Saved data entries:
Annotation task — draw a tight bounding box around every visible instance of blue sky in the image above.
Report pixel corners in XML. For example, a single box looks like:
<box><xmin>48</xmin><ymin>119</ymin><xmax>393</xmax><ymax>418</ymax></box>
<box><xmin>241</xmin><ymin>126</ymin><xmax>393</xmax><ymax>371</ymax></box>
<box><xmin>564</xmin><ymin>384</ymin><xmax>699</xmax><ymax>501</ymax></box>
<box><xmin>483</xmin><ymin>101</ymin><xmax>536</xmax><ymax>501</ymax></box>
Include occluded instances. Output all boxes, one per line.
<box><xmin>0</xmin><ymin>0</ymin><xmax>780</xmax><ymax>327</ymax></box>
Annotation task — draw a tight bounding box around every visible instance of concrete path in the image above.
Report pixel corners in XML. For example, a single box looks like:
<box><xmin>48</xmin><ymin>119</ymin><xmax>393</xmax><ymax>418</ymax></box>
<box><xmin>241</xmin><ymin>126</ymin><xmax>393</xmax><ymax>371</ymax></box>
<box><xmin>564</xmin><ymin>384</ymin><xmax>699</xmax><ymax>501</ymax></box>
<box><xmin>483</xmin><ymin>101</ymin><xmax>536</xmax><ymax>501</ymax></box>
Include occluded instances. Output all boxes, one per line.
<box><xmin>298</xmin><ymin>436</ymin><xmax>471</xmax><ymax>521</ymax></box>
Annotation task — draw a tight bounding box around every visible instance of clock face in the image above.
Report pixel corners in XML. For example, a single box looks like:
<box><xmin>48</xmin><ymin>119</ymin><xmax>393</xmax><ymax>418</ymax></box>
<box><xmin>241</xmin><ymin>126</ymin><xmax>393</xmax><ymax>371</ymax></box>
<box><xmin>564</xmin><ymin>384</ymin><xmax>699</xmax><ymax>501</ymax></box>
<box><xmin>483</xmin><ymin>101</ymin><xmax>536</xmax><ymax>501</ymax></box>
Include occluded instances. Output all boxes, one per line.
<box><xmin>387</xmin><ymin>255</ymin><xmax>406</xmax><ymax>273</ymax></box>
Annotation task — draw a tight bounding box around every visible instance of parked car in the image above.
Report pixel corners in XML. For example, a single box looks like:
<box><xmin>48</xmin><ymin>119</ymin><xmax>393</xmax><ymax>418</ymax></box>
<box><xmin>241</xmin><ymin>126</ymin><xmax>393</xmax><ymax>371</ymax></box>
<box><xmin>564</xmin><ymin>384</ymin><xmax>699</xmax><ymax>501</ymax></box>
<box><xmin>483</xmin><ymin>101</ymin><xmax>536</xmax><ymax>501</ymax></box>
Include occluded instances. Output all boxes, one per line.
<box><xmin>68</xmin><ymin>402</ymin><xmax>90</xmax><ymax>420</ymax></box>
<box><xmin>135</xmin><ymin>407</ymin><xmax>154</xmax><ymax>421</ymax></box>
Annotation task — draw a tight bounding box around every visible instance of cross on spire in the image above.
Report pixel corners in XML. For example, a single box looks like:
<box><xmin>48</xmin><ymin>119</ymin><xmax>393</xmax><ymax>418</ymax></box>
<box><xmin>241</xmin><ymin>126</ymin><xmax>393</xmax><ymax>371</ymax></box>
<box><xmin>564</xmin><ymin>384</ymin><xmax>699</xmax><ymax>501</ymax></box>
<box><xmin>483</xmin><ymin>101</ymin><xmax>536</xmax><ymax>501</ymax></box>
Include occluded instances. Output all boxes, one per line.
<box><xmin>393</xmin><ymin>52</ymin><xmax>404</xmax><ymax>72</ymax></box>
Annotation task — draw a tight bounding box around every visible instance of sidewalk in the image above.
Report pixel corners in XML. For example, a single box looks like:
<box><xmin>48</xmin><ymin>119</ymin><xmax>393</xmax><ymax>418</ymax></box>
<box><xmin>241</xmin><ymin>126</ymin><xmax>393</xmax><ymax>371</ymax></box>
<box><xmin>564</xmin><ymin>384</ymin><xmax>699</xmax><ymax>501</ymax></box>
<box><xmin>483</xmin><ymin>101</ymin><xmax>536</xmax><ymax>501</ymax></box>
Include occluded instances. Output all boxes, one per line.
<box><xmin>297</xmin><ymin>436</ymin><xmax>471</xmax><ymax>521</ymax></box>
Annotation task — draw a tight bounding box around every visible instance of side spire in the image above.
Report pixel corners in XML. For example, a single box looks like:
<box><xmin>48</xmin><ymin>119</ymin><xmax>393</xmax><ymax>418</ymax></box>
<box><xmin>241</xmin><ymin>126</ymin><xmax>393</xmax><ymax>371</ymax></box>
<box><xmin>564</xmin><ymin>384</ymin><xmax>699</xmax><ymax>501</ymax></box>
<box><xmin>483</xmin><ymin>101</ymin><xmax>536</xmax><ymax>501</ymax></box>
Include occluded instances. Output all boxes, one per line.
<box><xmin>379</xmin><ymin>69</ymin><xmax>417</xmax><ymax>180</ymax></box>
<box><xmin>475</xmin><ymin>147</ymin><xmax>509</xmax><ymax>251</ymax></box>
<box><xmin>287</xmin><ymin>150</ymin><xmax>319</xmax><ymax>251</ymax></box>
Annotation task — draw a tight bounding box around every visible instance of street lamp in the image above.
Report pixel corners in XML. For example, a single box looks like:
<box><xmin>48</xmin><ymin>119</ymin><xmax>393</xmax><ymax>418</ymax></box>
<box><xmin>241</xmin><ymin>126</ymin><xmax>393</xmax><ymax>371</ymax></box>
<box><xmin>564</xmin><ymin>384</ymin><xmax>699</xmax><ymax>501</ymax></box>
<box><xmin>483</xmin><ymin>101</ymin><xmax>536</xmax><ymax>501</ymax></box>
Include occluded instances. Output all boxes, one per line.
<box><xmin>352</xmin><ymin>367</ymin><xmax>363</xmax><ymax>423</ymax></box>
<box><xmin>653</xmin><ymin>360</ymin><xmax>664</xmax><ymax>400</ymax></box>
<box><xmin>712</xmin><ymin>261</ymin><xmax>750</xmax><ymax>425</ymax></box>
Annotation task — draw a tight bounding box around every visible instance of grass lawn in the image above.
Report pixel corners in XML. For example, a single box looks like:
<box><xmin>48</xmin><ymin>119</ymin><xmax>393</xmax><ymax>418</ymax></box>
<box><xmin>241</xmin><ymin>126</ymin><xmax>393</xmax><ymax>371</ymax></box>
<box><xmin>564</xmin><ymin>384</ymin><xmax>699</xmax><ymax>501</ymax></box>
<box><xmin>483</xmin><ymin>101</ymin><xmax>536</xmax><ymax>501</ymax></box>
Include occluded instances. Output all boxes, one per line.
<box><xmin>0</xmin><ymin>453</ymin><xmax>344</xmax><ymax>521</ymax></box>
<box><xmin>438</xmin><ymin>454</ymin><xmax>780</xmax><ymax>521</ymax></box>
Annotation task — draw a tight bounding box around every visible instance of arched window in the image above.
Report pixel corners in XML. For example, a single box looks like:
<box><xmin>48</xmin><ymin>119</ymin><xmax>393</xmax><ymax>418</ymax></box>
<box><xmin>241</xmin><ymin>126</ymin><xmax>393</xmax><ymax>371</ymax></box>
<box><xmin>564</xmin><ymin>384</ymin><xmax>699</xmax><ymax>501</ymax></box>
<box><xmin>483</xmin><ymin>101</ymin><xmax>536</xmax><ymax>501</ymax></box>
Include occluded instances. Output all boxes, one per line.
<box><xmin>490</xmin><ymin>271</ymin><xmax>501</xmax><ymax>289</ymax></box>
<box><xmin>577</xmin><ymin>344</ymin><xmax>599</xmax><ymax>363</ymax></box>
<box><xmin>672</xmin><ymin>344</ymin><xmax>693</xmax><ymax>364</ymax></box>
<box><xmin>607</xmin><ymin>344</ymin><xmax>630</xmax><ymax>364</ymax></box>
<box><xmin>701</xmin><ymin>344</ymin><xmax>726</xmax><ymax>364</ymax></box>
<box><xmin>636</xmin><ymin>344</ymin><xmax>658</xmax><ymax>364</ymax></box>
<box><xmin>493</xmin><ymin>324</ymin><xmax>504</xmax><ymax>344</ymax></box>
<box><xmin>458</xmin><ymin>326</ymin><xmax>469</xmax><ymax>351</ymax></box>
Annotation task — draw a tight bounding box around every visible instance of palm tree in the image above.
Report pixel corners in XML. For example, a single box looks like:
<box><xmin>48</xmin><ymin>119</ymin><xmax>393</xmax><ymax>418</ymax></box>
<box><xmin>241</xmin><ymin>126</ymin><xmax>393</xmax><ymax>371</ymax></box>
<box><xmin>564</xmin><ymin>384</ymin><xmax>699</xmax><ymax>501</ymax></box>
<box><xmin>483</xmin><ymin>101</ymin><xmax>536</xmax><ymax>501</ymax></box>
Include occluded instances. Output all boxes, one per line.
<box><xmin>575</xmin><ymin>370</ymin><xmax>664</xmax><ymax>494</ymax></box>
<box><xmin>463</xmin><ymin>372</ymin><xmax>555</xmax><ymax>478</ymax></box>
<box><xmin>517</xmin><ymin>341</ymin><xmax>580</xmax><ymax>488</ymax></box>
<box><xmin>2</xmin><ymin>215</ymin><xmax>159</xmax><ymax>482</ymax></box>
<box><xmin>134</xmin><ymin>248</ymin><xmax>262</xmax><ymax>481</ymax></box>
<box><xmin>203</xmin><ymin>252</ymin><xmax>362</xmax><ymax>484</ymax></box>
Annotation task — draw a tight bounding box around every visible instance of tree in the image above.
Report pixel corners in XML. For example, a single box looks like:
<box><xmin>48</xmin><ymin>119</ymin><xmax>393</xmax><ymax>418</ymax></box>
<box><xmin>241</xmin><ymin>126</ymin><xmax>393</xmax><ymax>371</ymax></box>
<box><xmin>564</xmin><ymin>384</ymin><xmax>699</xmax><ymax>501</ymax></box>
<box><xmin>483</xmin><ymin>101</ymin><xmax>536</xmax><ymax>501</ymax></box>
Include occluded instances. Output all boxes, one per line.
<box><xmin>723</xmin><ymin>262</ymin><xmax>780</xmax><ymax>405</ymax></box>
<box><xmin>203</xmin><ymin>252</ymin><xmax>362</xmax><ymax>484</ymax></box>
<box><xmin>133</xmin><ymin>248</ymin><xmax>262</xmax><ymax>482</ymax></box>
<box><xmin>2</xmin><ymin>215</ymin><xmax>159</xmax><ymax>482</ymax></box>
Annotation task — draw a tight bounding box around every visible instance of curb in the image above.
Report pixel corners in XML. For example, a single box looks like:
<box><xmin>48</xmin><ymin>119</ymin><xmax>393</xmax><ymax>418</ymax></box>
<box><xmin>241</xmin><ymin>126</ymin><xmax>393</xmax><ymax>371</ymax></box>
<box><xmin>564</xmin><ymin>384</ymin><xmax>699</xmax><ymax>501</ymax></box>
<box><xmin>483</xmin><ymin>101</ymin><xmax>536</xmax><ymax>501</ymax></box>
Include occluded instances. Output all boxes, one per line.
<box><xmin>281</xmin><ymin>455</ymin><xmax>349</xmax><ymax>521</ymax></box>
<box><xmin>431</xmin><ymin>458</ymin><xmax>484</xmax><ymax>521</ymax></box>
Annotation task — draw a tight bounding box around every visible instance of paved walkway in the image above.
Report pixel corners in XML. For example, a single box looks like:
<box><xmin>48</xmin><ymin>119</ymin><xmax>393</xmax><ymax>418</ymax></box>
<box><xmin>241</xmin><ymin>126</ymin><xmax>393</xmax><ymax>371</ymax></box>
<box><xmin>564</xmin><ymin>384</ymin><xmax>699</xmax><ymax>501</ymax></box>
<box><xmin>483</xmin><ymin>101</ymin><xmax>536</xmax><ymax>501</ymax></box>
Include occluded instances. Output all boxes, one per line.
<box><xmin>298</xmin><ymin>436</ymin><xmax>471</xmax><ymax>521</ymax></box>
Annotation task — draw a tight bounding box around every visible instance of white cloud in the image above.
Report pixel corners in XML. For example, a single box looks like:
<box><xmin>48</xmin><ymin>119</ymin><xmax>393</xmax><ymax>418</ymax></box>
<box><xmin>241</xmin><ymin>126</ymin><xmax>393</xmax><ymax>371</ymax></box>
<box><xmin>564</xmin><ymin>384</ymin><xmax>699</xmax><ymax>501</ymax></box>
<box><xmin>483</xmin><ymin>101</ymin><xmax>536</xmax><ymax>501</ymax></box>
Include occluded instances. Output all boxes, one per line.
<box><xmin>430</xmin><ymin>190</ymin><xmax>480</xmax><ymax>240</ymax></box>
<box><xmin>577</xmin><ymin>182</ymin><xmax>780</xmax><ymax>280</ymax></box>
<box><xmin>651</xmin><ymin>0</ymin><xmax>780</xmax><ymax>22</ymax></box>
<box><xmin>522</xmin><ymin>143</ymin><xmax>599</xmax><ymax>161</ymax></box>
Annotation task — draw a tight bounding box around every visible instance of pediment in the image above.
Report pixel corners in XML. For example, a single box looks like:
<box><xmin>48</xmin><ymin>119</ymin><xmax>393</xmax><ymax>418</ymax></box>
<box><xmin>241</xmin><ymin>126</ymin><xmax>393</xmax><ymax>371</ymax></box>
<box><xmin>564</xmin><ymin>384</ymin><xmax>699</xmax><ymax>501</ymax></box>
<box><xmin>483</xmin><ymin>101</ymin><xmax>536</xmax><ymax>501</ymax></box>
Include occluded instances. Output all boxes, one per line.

Problem to solve >>
Please count the lines in the data above that contain the string "spire" and give only that number.

Result for this task >>
2